What is being asked → Show every line in the entries below that contains the word "negative".

══════════════════════════════

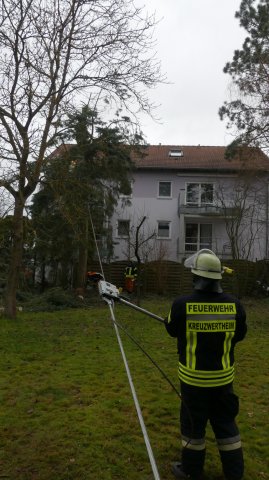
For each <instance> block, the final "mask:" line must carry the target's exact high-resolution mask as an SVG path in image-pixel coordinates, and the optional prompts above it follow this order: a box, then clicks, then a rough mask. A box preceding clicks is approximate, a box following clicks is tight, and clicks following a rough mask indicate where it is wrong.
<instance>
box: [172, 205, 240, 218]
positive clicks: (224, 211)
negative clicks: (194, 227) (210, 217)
mask: <svg viewBox="0 0 269 480" xmlns="http://www.w3.org/2000/svg"><path fill="white" fill-rule="evenodd" d="M182 214H184V215H202V216H207V217H225V218H227V217H235V216H236V215H237V212H236V208H234V207H221V206H217V205H210V204H208V205H179V206H178V215H182Z"/></svg>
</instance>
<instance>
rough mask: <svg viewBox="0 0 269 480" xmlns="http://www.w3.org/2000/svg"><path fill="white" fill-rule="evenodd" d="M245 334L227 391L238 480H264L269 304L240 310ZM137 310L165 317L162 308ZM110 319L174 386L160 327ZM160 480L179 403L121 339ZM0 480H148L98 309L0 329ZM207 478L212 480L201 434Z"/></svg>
mask: <svg viewBox="0 0 269 480" xmlns="http://www.w3.org/2000/svg"><path fill="white" fill-rule="evenodd" d="M246 303H247V305H246V307H247V311H248V316H249V333H248V336H247V338H246V340H245V341H244V342H242V343H241V344H239V345H238V347H237V352H236V353H237V355H236V358H237V377H236V382H235V391H236V393H238V394H239V396H240V399H241V409H240V415H239V417H238V423H239V426H240V431H241V436H242V439H243V444H244V452H245V461H246V475H245V480H263V479H269V465H268V458H269V442H268V413H269V412H268V398H269V377H268V373H267V372H268V360H269V349H268V333H269V308H268V307H269V302H268V300H267V301H266V300H264V301H259V302H254V303H251V302H246ZM143 306H144V307H145V308H148V309H149V310H152V311H154V312H155V313H157V314H160V315H165V314H166V313H167V312H168V309H169V306H170V302H169V301H168V300H162V299H157V300H156V299H154V300H151V301H149V300H148V301H147V302H145V303H143ZM115 313H116V318H117V321H118V322H120V323H121V324H122V325H123V326H124V327H125V328H127V329H128V331H129V332H130V334H131V335H133V336H134V337H135V338H136V339H137V340H138V341H139V342H140V343H141V345H142V346H143V348H144V349H145V350H146V351H147V352H148V353H149V354H150V355H151V356H152V357H153V358H154V360H155V361H157V362H158V364H159V365H160V366H161V368H162V369H163V370H164V371H165V373H166V374H167V375H168V376H169V378H170V379H171V381H172V382H173V383H174V384H175V385H177V354H176V345H175V340H174V339H171V338H170V337H169V336H168V335H167V334H166V332H165V329H164V327H163V325H161V324H160V323H159V322H157V321H155V320H153V319H151V318H149V317H146V316H144V315H142V314H140V313H138V312H135V311H134V310H130V309H128V308H126V307H124V306H122V305H116V310H115ZM120 335H121V338H122V341H123V345H124V349H125V352H126V356H127V359H128V363H129V367H130V371H131V373H132V377H133V382H134V385H135V388H136V392H137V396H138V399H139V402H140V406H141V410H142V412H143V417H144V420H145V424H146V427H147V431H148V435H149V438H150V442H151V446H152V449H153V452H154V456H155V459H156V463H157V465H158V469H159V473H160V477H161V479H162V480H169V479H172V478H173V476H172V474H171V473H170V461H173V460H176V459H178V458H179V452H180V435H179V426H178V410H179V399H178V397H177V395H176V394H175V392H174V391H173V390H172V388H171V386H170V385H169V384H168V383H167V382H166V381H165V380H164V379H163V377H162V376H161V374H160V372H159V371H158V370H157V369H156V368H155V367H154V365H152V363H151V362H150V361H149V360H148V358H146V357H145V356H144V355H143V353H142V352H141V351H140V350H139V349H138V348H137V346H136V345H135V344H133V343H132V341H131V340H130V339H129V338H128V337H127V336H126V335H125V334H124V333H123V332H120ZM0 339H1V340H0V364H1V365H0V371H1V374H0V479H2V478H3V479H12V480H99V479H104V480H110V479H115V480H116V479H121V480H123V479H128V480H151V479H153V474H152V471H151V467H150V462H149V459H148V455H147V451H146V447H145V444H144V440H143V435H142V433H141V429H140V425H139V422H138V418H137V414H136V410H135V407H134V404H133V400H132V396H131V392H130V388H129V384H128V381H127V376H126V372H125V369H124V365H123V361H122V358H121V354H120V350H119V346H118V343H117V339H116V336H115V332H114V327H113V325H112V323H111V320H110V313H109V309H108V307H107V306H105V305H103V304H100V305H99V306H98V305H96V306H95V307H94V308H89V309H88V310H66V311H58V312H48V313H46V312H40V313H32V312H30V313H27V312H23V313H20V314H19V316H18V319H17V320H16V321H10V320H6V319H4V318H1V319H0ZM205 473H206V478H207V479H208V480H213V479H216V478H219V477H220V475H221V466H220V462H219V457H218V452H217V449H216V446H215V443H214V438H213V434H212V432H211V430H210V429H208V433H207V459H206V471H205Z"/></svg>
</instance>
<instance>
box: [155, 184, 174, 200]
mask: <svg viewBox="0 0 269 480" xmlns="http://www.w3.org/2000/svg"><path fill="white" fill-rule="evenodd" d="M158 196H159V197H166V198H171V196H172V184H171V182H159V194H158Z"/></svg>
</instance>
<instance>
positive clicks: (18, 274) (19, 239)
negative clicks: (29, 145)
mask: <svg viewBox="0 0 269 480" xmlns="http://www.w3.org/2000/svg"><path fill="white" fill-rule="evenodd" d="M24 204H25V200H24V199H22V198H20V197H19V195H18V196H16V198H15V208H14V216H13V232H12V233H13V244H12V247H11V252H10V262H9V269H8V277H7V284H6V291H5V315H6V316H7V317H9V318H15V317H16V291H17V288H18V281H19V275H20V270H21V261H22V250H23V209H24Z"/></svg>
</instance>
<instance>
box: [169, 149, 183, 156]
mask: <svg viewBox="0 0 269 480" xmlns="http://www.w3.org/2000/svg"><path fill="white" fill-rule="evenodd" d="M169 157H183V150H181V149H173V150H169Z"/></svg>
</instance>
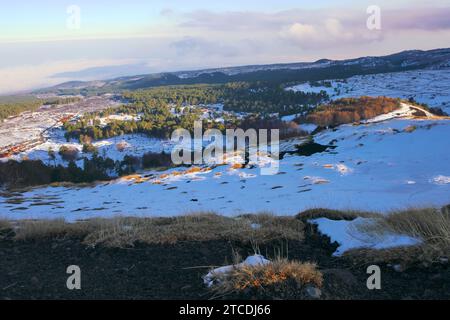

══════════════════════════════

Task answer →
negative clicks: (194, 227) (210, 217)
negative clicks: (29, 145)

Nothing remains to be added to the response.